_Assignment_.
Copy the records below exactly, from the line containing "Identify one keypoint per instance of the nose" through the last line, and leave out every picture.

_Data in this exercise_.
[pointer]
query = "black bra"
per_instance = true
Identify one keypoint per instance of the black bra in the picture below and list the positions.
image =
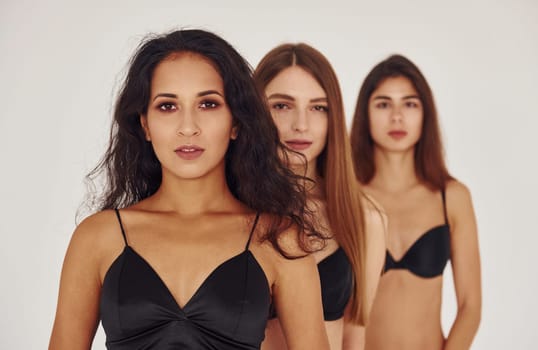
(336, 278)
(228, 311)
(428, 256)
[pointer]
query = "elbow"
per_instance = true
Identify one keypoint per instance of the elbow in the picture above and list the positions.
(471, 312)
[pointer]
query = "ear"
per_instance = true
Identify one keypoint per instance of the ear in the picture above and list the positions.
(144, 124)
(235, 131)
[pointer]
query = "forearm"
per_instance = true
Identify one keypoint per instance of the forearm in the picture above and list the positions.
(353, 337)
(464, 328)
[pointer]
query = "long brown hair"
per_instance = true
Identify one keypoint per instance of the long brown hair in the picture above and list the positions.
(430, 166)
(334, 164)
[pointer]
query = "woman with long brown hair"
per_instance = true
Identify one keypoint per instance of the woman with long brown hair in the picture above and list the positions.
(398, 158)
(200, 224)
(304, 97)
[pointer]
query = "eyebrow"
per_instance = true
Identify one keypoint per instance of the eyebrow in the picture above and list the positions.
(291, 98)
(382, 97)
(200, 94)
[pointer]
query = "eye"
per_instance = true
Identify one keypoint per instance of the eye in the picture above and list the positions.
(166, 107)
(280, 106)
(412, 104)
(209, 104)
(382, 105)
(321, 108)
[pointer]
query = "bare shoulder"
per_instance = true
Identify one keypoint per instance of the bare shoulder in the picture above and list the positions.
(457, 192)
(375, 216)
(98, 228)
(458, 203)
(273, 262)
(98, 237)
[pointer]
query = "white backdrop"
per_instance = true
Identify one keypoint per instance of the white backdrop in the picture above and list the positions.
(62, 62)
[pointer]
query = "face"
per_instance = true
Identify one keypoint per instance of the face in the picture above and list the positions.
(188, 121)
(396, 115)
(299, 108)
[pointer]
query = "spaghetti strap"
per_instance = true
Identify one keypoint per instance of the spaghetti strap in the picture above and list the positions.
(121, 226)
(252, 230)
(443, 194)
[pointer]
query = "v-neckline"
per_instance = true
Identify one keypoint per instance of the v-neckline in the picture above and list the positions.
(200, 287)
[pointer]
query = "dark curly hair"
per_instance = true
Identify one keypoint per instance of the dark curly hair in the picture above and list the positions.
(255, 171)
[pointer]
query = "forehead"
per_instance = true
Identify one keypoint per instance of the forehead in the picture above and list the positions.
(395, 86)
(297, 82)
(186, 71)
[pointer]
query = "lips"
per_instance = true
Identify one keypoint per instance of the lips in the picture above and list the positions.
(397, 134)
(189, 152)
(298, 145)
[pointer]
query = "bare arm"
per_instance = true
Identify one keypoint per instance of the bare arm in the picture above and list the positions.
(77, 313)
(465, 265)
(376, 228)
(297, 298)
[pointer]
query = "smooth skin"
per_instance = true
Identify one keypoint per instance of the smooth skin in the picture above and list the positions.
(407, 310)
(191, 224)
(299, 108)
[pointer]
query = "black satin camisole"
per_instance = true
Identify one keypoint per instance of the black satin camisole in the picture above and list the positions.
(228, 311)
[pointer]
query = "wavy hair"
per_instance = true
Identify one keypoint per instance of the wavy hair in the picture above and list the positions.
(334, 165)
(255, 173)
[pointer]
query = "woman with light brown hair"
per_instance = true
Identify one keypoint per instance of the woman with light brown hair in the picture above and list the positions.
(304, 97)
(398, 158)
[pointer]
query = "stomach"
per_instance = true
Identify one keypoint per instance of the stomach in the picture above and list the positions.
(406, 313)
(275, 340)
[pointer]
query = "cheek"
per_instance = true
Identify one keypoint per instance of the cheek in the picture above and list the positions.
(280, 124)
(376, 126)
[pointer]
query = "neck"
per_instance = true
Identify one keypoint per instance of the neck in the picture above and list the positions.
(395, 171)
(191, 197)
(314, 189)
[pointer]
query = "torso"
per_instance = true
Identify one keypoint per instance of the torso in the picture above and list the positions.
(177, 270)
(408, 299)
(274, 338)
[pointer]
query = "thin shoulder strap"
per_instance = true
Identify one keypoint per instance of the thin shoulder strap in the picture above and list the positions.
(252, 230)
(121, 226)
(443, 194)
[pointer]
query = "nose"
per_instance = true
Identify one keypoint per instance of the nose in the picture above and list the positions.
(300, 121)
(396, 115)
(187, 125)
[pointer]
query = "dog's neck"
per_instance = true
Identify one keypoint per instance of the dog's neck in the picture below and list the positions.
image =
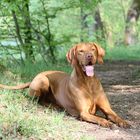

_Exercise answer_.
Identify one keypoint per instance of the nose in the picture above and list the positions.
(300, 121)
(396, 115)
(187, 125)
[pointer]
query = "dog's neck"
per_instance = true
Identify one keypoint per instance of the dog's neck in the picture below and list the positions.
image =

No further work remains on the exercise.